Images embedded in the records are excluded; print everything else exactly as given.

#### [Records supplied]
-*-*-
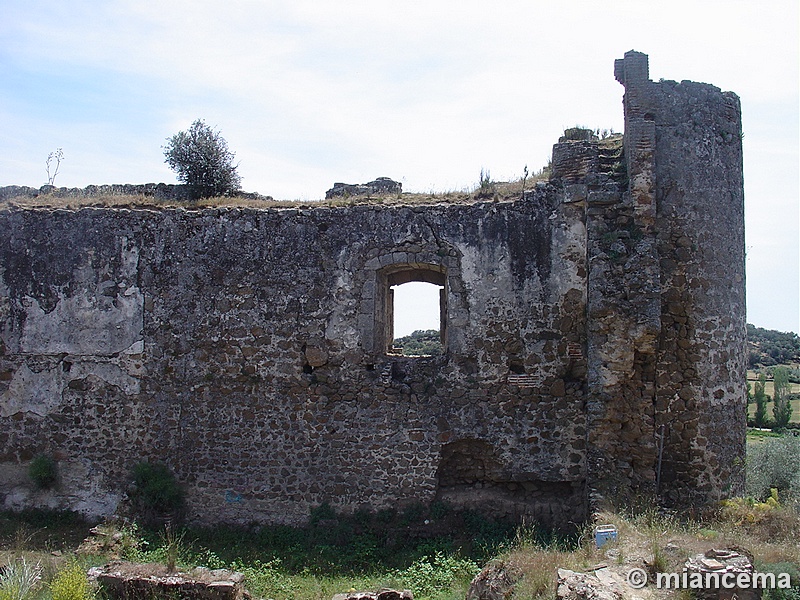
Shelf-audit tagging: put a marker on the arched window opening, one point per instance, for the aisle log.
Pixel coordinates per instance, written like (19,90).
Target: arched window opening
(417,319)
(412,297)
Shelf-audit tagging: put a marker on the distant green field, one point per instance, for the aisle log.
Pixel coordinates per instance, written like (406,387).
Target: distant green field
(769,389)
(751,410)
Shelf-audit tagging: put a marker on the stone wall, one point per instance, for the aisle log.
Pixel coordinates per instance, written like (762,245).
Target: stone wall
(250,349)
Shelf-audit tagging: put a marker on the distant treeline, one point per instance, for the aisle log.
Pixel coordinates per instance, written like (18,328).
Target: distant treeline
(768,347)
(420,343)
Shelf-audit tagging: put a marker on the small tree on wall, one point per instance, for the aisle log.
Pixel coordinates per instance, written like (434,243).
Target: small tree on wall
(202,160)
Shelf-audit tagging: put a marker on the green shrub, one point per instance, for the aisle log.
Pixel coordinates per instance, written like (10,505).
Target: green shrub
(437,573)
(43,471)
(202,160)
(19,580)
(71,584)
(774,463)
(155,494)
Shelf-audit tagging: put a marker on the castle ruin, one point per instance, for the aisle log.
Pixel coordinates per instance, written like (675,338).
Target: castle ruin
(594,336)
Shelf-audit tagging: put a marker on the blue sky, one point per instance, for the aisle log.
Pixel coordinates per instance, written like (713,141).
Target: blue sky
(428,93)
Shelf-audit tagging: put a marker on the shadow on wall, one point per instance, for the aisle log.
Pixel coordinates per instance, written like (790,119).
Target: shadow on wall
(471,475)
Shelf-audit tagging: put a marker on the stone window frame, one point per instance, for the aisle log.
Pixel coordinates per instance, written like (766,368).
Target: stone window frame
(440,267)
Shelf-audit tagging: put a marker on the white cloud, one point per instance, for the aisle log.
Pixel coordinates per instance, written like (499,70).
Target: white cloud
(311,92)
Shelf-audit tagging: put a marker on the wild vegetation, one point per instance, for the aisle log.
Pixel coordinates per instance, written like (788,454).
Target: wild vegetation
(202,160)
(434,551)
(767,347)
(420,343)
(773,386)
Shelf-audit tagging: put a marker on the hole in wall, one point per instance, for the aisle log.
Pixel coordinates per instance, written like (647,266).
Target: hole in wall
(417,314)
(516,366)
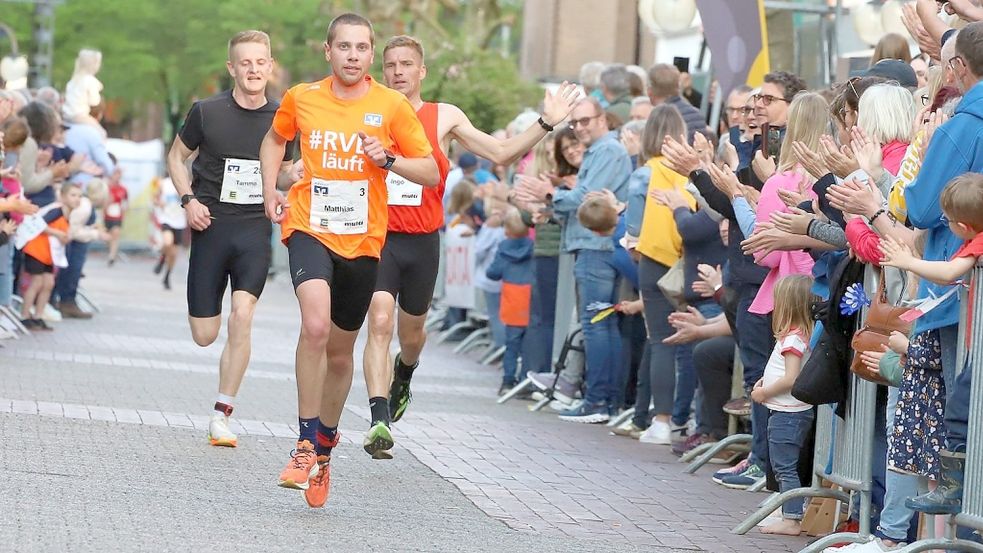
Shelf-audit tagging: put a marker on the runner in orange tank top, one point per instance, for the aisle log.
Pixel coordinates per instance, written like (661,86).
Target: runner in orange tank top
(334,224)
(408,267)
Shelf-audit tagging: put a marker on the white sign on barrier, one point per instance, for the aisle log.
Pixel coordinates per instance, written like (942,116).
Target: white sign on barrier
(459,274)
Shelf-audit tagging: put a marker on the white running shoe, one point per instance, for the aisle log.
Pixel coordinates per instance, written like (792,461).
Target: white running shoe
(659,433)
(219,433)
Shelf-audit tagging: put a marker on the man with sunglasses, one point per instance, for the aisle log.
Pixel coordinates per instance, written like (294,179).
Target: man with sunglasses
(954,150)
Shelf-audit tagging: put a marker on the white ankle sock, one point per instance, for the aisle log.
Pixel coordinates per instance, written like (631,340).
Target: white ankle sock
(228,400)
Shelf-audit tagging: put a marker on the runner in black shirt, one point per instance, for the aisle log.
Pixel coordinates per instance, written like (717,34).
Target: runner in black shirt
(223,200)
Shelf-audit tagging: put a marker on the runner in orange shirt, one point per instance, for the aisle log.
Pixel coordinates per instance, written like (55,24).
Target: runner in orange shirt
(334,224)
(408,268)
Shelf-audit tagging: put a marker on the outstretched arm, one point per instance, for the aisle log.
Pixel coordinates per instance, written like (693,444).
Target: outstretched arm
(505,152)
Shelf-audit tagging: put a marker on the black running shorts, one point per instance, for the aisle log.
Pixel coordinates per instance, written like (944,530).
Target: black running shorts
(352,281)
(229,249)
(177,233)
(408,269)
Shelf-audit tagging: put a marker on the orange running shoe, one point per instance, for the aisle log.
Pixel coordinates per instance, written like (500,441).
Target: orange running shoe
(301,468)
(317,494)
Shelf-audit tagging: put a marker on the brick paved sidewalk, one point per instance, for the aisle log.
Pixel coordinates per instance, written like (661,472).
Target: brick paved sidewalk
(127,395)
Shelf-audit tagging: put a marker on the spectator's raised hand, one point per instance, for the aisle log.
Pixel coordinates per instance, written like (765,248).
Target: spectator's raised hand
(710,279)
(895,254)
(680,156)
(672,198)
(855,197)
(764,166)
(725,180)
(795,222)
(839,160)
(8,227)
(532,189)
(765,240)
(703,148)
(558,105)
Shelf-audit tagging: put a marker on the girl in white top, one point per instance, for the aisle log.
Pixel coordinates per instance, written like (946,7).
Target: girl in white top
(84,90)
(791,420)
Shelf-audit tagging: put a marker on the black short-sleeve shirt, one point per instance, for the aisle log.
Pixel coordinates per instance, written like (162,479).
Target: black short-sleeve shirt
(219,128)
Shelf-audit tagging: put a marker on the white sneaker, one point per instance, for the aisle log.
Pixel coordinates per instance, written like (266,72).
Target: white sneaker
(219,433)
(659,433)
(51,314)
(875,545)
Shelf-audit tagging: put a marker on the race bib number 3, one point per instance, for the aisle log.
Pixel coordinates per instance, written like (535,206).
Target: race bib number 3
(403,191)
(242,182)
(339,207)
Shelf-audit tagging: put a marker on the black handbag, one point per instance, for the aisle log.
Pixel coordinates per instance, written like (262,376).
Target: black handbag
(825,376)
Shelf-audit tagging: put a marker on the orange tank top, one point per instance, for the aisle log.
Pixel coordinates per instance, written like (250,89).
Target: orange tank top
(415,209)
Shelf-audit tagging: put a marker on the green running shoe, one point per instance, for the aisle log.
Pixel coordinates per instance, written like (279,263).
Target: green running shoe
(399,395)
(378,441)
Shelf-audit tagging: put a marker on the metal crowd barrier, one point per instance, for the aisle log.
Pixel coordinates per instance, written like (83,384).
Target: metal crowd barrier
(972,506)
(843,456)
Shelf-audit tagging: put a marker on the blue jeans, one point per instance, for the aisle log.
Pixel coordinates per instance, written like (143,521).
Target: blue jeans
(538,353)
(662,357)
(513,347)
(66,282)
(6,276)
(755,341)
(896,520)
(786,436)
(596,280)
(492,302)
(686,374)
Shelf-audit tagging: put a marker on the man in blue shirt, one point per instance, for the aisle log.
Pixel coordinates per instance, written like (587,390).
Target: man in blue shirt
(956,148)
(606,165)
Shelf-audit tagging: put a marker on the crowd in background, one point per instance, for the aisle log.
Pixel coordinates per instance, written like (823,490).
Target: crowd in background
(744,239)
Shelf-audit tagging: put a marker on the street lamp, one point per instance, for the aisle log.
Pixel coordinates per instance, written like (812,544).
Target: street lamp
(667,15)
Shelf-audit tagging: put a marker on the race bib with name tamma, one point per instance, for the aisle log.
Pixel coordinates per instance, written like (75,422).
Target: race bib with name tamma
(242,182)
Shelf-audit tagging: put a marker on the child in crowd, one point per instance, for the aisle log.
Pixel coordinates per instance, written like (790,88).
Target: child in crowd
-*-*-
#### [Task solution]
Shelf-audit tagging: put a marker on the arched window opening, one point per instance, for the aisle log.
Pixel coordinates per instance, written like (19,90).
Target: arched window opening
(417,319)
(412,297)
Shelf-audit tagging: put a marker on the distant green field, one point per instance, for the aisle log.
Pixel coordinates per instance, written like (406,387).
Target: distant green field
(769,389)
(751,410)
Shelf-audit tagging: put a marker on the stone wall, one point per instance, for the aisle log.
Pixel coordinates per instance, written like (762,245).
Target: stone wall
(250,349)
Shelf-audit tagging: put a marker on the distant treeline, one point per instance, for the aisle log.
Pixel coordinates per instance, written like (18,328).
Target: distant treeline
(768,347)
(420,343)
Shelf-audit tagging: put a marker on the small tree on wall, one point per instance, for the aisle log.
Pixel coordinates per instance, written like (434,243).
Target: small tree on wall
(202,160)
Shelf-audit tagging: put a marker on the green shrub, one point per instance, for the aisle log.
Pixel coordinates per instance, written like (10,505).
Target: green shrub
(437,573)
(43,471)
(202,160)
(19,580)
(71,584)
(774,463)
(155,494)
Shelf-audit tagging: put a marker on the castle ruin, one point per instance, for the aisle log.
Pixel coordinates per instance, written like (675,338).
Target: castle ruin
(594,336)
Shelf-audit tagging: put a marker on the blue sky, one point per instance, for the aisle log.
Pixel coordinates per instance, written like (713,141).
Target: blue sky
(428,93)
Shelf-audit tagging: put a marker on the shadow on wall, one point per instance, for the aisle log.
Pixel coordinates per instance, written like (790,119).
Target: shadow on wall
(471,475)
Shelf-audit tagging: put a marker on the stone window frame, one point per instance, for the aisle log.
Pixel coordinates per instance, written like (766,368).
Target: stone window frame
(440,267)
Shelf-audit tagging: put a marker on the white cloud, one point per instance, for the aisle log.
Pixel coordinates per instance, written like (499,70).
Target: white cloud
(311,92)
Shelf-audit tagging: put a marker on the wild vegetation, one point per instance, for the aisle log.
Pixel coordinates per instance, written like (788,454).
Target: wild vegetation
(202,160)
(434,551)
(767,347)
(420,343)
(773,386)
Shelf-audit tagging: put a marker on the hole in wall, one point per instance, for the aisle log.
Pixel coordinates per instance, written like (647,266).
Target: hole in wall
(417,314)
(516,366)
Shelf-audit tagging: put a marker on the runner in orange tank top, one point per instance, for the aisle log.
Pixel coordinates per instance, written like (661,86).
Target: runner in orange tank top
(334,224)
(408,267)
Shelf-audit tagging: put a marker on the white sign on barrier, one point per instance, for the aisle log.
Pixel coordinates per instance, written like (942,116).
Target: white sign on barrier
(459,274)
Shelf-audit tagging: put a marker on the white running shoe, one point per instance, for the aisle log.
Pixel coordinates per instance, written like (792,461).
Target: white running shoe
(659,433)
(219,433)
Shelf-audit tagging: put a marker on the man with sunglasses, one point per instance, for the aisle log.
Pixel coordinates per instance, written like (294,179).
Target: man with sunglasses
(954,150)
Shelf-audit tagging: put a marker on the white ankle sock, one point per instance, for the aisle log.
Pixel coordinates per instance, written like (631,340).
Target: white ankle sock
(228,400)
Shelf-audit tagging: put a marker on the runner in black shirt, one point per instance, for the aisle log.
Pixel coordinates per instance, written like (717,34).
Target: runner in black shirt
(223,200)
Shelf-audit tagging: put a marker on the runner in orange shirt, one point per instance, for the aisle log.
Pixel coordinates per instance, written like (55,24).
Target: runner in orange shirt
(334,224)
(408,268)
Shelf-audit tagging: put a marker on the outstretched arm, one point per instance, for the aisle log.
Pixel coordinates per instance, written like (693,444).
Target: outstretched arm
(505,152)
Shelf-audit tagging: put a marker on the black running shorts, one point per instance, for the aisle log.
Pixel coordinates per instance, written like (944,530).
Target: black running shorts
(352,281)
(229,249)
(177,233)
(408,269)
Shelf-audit tagging: put a marker on the orange running shoe, one point per instance, for the aisle log.
Pixel coordinates per instance, written like (500,441).
Target: orange running shoe
(301,468)
(317,494)
Shelf-audit tagging: put a marker on the brick paved sidewalk, one point per instance, for the aisle log.
Pixel coordinates per instance, written like (661,472).
Target: brick paved sidewalk
(127,395)
Shelf-audit tagging: put a marker on the spectator's raised hand, one point per instance, for the aisle log.
Pixel coordinates per instance, written like (765,248).
Target: spectator's raised hand
(710,279)
(895,254)
(680,156)
(672,198)
(855,197)
(764,166)
(725,180)
(795,222)
(839,160)
(8,227)
(532,189)
(765,240)
(703,148)
(558,105)
Shelf-audit tagging: put a marker on the girl in white top, one point per instance, for the aisle log.
Pixel coordinates per instance, written like (946,7).
Target: girl in white top
(84,90)
(791,420)
Shelf-audit tagging: put a marker on the black short-sleeve shirt, one point per instance, for the aisle log.
Pixel coordinates per instance, written like (162,479).
Target: black short-sleeve shirt
(219,128)
Shelf-audit tagging: put a marker on the white sneaker, one point per instance, for the aisle log.
Pixel coordinates per instance, written like (266,72).
Target: white sneaker
(219,433)
(659,433)
(51,314)
(875,545)
Shelf-audit tagging: put a marker on the race bib number 3, one point per instance, for the aisle log.
Pixel coordinates per instance, written like (535,206).
Target: race bib number 3
(403,191)
(242,182)
(339,207)
Shelf-audit tagging: put a marker on the black handbag, one point per instance, for the aisle log.
Pixel coordinates per instance, written like (262,376).
Target: black handbag
(825,376)
Shelf-audit tagging: put a marker on the orange tank top, one point per instance, for the aisle log.
Pixel coordinates per instance, written like (250,89).
Target: orange tank top
(415,209)
Shelf-audit tagging: put a marker on the green running shoe, one point per instance, for the aisle log.
Pixel coordinates per instance, written like (279,263).
Target: green running shoe
(399,395)
(378,441)
Shelf-audit tagging: put a marker on the metal crowd barrier, one point per instance, for the aisle log.
Pixel coordinates per instance, written like (83,384).
Target: metal crowd barrier
(972,506)
(843,456)
Shelf-audit tagging: put a marker on the blue jeans, one point per instance, for the aisle log.
Pixel coordinates per instance, written like (143,521).
Target: blue jeans
(538,353)
(662,357)
(513,347)
(66,282)
(6,276)
(755,341)
(896,520)
(786,436)
(596,280)
(492,302)
(686,374)
Shelf-audit tagging: put a marker on the man in blue shirt, one point per instance, for the aisle log.
Pixel coordinates per instance, written like (587,390).
Target: man in blue shirt
(956,148)
(606,165)
Shelf-audit tagging: put a marker on the crowd in background, one point per instance, for the aisle log.
Pixel coordinates per instance, written like (823,490).
Target: crowd in background
(744,239)
Shelf-audit tagging: put a marker on the street lamp, one point per instance, for the aisle log.
Pixel coordinates per instance, written like (812,544).
Target: street lamp
(667,15)
Shelf-audit tagging: put a marker on the race bib with name tamma, one point per instance, for the aisle log.
Pixel coordinates per instance, written like (75,422).
Target: race bib with name tamma
(242,182)
Shelf-audit tagging: put a marker on the child in crowd, one point per instance, for the aisle log.
Pixel coordinates per instance, written like (790,88).
Target: child in crowd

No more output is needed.